__Reading text__.
Enhancing Reasoning with Collaboration and Memory
This work addresses reasoning enhancement in AI systems, but it is incremental as it builds on existing methods like chain-of-thought and self-consistency.
The paper tackled the problem of improving reasoning performance in LLMs by studying collaborative multi-agent systems with memory, finding that random exemplar selection often outperforms more principled approaches and that exemplars can sometimes distract models.
We envision a continuous collaborative learning system where groups of LLM agents work together to solve reasoning problems, drawing on memory they collectively build to improve performance as they gain experience. This work establishes the foundations for such a system by studying the interoperability of chain-of-thought reasoning styles, multi-agent collaboration, and memory banks. Extending beyond the identical agents of self-consistency, we introduce varied-context agents with diverse exemplars and a summarizer agent in place of voting. We generate frozen and continuously learned memory banks of exemplars and pair them with fixed, random, and similarity-based retrieval mechanisms. Our systematic study reveals where various methods contribute to reasoning performance of two LLMs on three grounded reasoning tasks, showing that random exemplar selection can often beat more principled approaches, and in some tasks, inclusion of any exemplars serves only to distract both weak and strong models.

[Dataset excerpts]
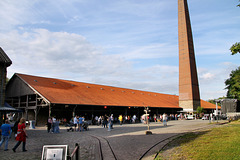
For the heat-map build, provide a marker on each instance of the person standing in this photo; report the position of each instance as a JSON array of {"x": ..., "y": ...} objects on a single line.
[
  {"x": 81, "y": 120},
  {"x": 109, "y": 123},
  {"x": 164, "y": 119},
  {"x": 21, "y": 135},
  {"x": 49, "y": 124},
  {"x": 120, "y": 118},
  {"x": 6, "y": 130}
]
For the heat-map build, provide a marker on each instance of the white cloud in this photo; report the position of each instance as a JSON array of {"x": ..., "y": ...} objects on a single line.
[{"x": 207, "y": 76}]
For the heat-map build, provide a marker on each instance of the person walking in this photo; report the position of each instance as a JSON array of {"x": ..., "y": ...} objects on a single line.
[
  {"x": 164, "y": 119},
  {"x": 120, "y": 118},
  {"x": 21, "y": 135},
  {"x": 81, "y": 120},
  {"x": 6, "y": 130}
]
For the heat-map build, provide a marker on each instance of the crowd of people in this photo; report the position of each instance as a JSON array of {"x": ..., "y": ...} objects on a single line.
[{"x": 53, "y": 125}]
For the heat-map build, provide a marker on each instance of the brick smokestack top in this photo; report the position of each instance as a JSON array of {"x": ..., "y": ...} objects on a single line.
[{"x": 189, "y": 97}]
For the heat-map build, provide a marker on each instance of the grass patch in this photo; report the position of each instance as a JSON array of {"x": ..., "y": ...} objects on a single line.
[{"x": 218, "y": 143}]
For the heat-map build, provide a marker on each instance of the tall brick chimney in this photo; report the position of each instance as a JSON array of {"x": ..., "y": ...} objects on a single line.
[
  {"x": 4, "y": 63},
  {"x": 189, "y": 97}
]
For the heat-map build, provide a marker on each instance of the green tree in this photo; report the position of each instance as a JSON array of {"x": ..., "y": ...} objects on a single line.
[
  {"x": 233, "y": 84},
  {"x": 236, "y": 47}
]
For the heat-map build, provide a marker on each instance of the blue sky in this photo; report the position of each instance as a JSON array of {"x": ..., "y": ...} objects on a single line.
[{"x": 125, "y": 43}]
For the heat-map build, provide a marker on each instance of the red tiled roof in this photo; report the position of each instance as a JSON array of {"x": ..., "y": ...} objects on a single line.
[{"x": 70, "y": 92}]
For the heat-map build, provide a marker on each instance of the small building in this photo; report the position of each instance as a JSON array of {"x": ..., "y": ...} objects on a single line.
[
  {"x": 5, "y": 62},
  {"x": 41, "y": 97}
]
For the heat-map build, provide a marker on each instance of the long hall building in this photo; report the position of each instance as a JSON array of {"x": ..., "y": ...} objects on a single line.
[{"x": 40, "y": 97}]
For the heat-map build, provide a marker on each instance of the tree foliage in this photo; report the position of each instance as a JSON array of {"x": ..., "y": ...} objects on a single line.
[
  {"x": 233, "y": 84},
  {"x": 235, "y": 48}
]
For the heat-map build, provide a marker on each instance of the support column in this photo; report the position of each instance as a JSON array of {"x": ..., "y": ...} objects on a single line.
[{"x": 189, "y": 97}]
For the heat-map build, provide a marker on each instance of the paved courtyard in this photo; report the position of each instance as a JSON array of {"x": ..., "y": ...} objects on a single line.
[{"x": 128, "y": 141}]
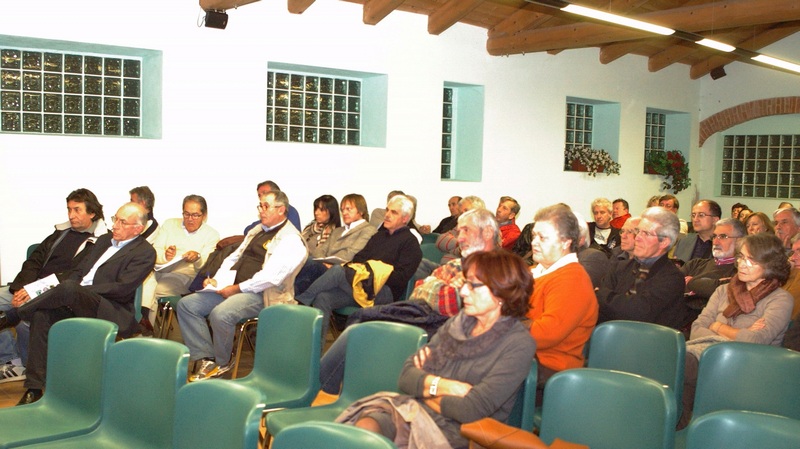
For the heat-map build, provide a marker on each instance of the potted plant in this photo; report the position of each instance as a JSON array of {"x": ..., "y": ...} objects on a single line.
[
  {"x": 672, "y": 166},
  {"x": 590, "y": 160}
]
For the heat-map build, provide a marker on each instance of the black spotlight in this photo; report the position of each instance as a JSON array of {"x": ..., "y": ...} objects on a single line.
[{"x": 216, "y": 19}]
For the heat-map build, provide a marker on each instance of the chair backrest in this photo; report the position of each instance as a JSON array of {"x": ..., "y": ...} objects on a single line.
[
  {"x": 291, "y": 367},
  {"x": 375, "y": 354},
  {"x": 737, "y": 429},
  {"x": 522, "y": 414},
  {"x": 747, "y": 376},
  {"x": 647, "y": 349},
  {"x": 217, "y": 413},
  {"x": 77, "y": 349},
  {"x": 142, "y": 378},
  {"x": 607, "y": 409},
  {"x": 329, "y": 435},
  {"x": 431, "y": 252}
]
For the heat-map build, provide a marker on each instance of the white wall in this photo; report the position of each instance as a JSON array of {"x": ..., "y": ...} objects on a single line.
[{"x": 213, "y": 116}]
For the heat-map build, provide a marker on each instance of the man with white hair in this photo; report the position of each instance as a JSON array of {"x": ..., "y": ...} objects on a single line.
[{"x": 649, "y": 287}]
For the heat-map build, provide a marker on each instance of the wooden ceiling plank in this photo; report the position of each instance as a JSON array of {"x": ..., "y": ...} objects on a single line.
[
  {"x": 377, "y": 10},
  {"x": 449, "y": 14},
  {"x": 299, "y": 6},
  {"x": 691, "y": 18}
]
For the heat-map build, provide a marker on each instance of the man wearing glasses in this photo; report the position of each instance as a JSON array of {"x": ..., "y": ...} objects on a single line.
[
  {"x": 703, "y": 276},
  {"x": 648, "y": 287},
  {"x": 697, "y": 244},
  {"x": 259, "y": 273},
  {"x": 182, "y": 246},
  {"x": 102, "y": 286}
]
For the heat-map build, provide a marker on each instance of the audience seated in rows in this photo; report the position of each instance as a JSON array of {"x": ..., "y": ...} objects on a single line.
[
  {"x": 258, "y": 274},
  {"x": 703, "y": 276},
  {"x": 378, "y": 274},
  {"x": 103, "y": 285},
  {"x": 697, "y": 244},
  {"x": 648, "y": 287},
  {"x": 342, "y": 244},
  {"x": 752, "y": 308},
  {"x": 57, "y": 254},
  {"x": 602, "y": 235}
]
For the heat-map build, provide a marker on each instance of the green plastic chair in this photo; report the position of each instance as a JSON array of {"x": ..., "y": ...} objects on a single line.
[
  {"x": 375, "y": 354},
  {"x": 142, "y": 378},
  {"x": 647, "y": 349},
  {"x": 607, "y": 409},
  {"x": 217, "y": 414},
  {"x": 330, "y": 436},
  {"x": 737, "y": 429},
  {"x": 522, "y": 414},
  {"x": 746, "y": 376},
  {"x": 71, "y": 403},
  {"x": 286, "y": 374}
]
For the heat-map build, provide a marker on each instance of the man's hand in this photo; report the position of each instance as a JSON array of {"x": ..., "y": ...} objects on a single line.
[
  {"x": 20, "y": 298},
  {"x": 191, "y": 256},
  {"x": 169, "y": 253},
  {"x": 229, "y": 291}
]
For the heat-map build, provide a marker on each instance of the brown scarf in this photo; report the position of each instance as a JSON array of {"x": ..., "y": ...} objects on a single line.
[{"x": 741, "y": 300}]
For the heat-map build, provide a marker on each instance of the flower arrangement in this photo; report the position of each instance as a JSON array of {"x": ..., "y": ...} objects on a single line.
[
  {"x": 590, "y": 160},
  {"x": 672, "y": 166}
]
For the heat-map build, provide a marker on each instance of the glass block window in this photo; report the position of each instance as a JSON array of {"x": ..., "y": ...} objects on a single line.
[
  {"x": 58, "y": 92},
  {"x": 447, "y": 132},
  {"x": 313, "y": 109},
  {"x": 761, "y": 166},
  {"x": 580, "y": 120},
  {"x": 655, "y": 132}
]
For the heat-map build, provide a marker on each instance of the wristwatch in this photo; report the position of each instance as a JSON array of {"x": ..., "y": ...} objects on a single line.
[{"x": 434, "y": 386}]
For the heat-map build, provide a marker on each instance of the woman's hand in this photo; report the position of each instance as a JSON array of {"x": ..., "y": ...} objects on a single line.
[{"x": 421, "y": 356}]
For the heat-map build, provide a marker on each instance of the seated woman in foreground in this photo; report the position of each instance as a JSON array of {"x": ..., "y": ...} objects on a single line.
[
  {"x": 751, "y": 308},
  {"x": 471, "y": 369}
]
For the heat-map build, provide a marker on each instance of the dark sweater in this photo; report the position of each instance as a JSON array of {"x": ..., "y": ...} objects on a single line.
[{"x": 400, "y": 250}]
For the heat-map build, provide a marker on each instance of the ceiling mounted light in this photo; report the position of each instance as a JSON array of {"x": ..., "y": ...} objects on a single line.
[
  {"x": 716, "y": 45},
  {"x": 618, "y": 20}
]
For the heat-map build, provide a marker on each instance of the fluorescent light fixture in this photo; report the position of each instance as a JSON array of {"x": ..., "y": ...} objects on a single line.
[
  {"x": 777, "y": 63},
  {"x": 716, "y": 45},
  {"x": 619, "y": 20}
]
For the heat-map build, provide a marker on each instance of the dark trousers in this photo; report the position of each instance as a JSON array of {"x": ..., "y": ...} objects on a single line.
[{"x": 67, "y": 300}]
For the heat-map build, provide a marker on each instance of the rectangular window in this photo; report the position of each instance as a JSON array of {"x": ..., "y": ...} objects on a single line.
[
  {"x": 55, "y": 92},
  {"x": 761, "y": 166},
  {"x": 313, "y": 109},
  {"x": 580, "y": 120},
  {"x": 447, "y": 132}
]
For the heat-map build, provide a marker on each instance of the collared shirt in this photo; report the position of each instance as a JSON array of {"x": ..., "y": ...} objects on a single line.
[{"x": 113, "y": 249}]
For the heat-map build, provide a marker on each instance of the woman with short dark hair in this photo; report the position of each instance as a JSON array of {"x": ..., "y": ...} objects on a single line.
[{"x": 472, "y": 367}]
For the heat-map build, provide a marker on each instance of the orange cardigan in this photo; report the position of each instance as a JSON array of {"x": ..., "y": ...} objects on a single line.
[{"x": 563, "y": 314}]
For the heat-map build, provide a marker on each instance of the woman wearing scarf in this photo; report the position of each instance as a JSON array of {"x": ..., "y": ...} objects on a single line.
[
  {"x": 751, "y": 308},
  {"x": 326, "y": 219},
  {"x": 471, "y": 369}
]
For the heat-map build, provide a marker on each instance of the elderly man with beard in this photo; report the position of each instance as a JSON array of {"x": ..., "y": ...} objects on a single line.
[
  {"x": 703, "y": 276},
  {"x": 434, "y": 299}
]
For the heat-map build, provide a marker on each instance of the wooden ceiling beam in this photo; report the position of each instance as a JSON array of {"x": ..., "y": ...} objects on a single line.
[
  {"x": 449, "y": 14},
  {"x": 733, "y": 13},
  {"x": 299, "y": 6},
  {"x": 377, "y": 10},
  {"x": 755, "y": 43}
]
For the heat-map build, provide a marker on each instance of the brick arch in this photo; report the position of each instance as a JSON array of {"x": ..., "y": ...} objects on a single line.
[{"x": 745, "y": 112}]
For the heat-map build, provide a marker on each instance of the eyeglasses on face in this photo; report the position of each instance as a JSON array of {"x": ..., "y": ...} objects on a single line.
[{"x": 701, "y": 215}]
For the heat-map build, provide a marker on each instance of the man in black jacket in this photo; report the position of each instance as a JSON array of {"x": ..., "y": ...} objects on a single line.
[
  {"x": 102, "y": 286},
  {"x": 57, "y": 254}
]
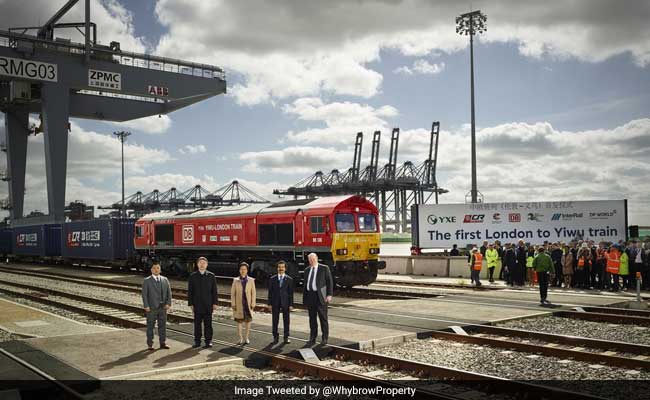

__Work to complete__. Reproduce the whole text on enhancing reasoning with collaboration and memory, word for word. You can ignore the data; it isn't needed for this work.

__Written answer__.
Enhancing Reasoning with Collaboration and Memory
This work addresses reasoning enhancement in AI systems, but it is incremental as it builds on existing methods like chain-of-thought and self-consistency.
The paper tackled the problem of improving reasoning performance in LLMs by studying collaborative multi-agent systems with memory, finding that random exemplar selection often outperforms more principled approaches and that exemplars can sometimes distract models.
We envision a continuous collaborative learning system where groups of LLM agents work together to solve reasoning problems, drawing on memory they collectively build to improve performance as they gain experience. This work establishes the foundations for such a system by studying the interoperability of chain-of-thought reasoning styles, multi-agent collaboration, and memory banks. Extending beyond the identical agents of self-consistency, we introduce varied-context agents with diverse exemplars and a summarizer agent in place of voting. We generate frozen and continuously learned memory banks of exemplars and pair them with fixed, random, and similarity-based retrieval mechanisms. Our systematic study reveals where various methods contribute to reasoning performance of two LLMs on three grounded reasoning tasks, showing that random exemplar selection can often beat more principled approaches, and in some tasks, inclusion of any exemplars serves only to distract both weak and strong models.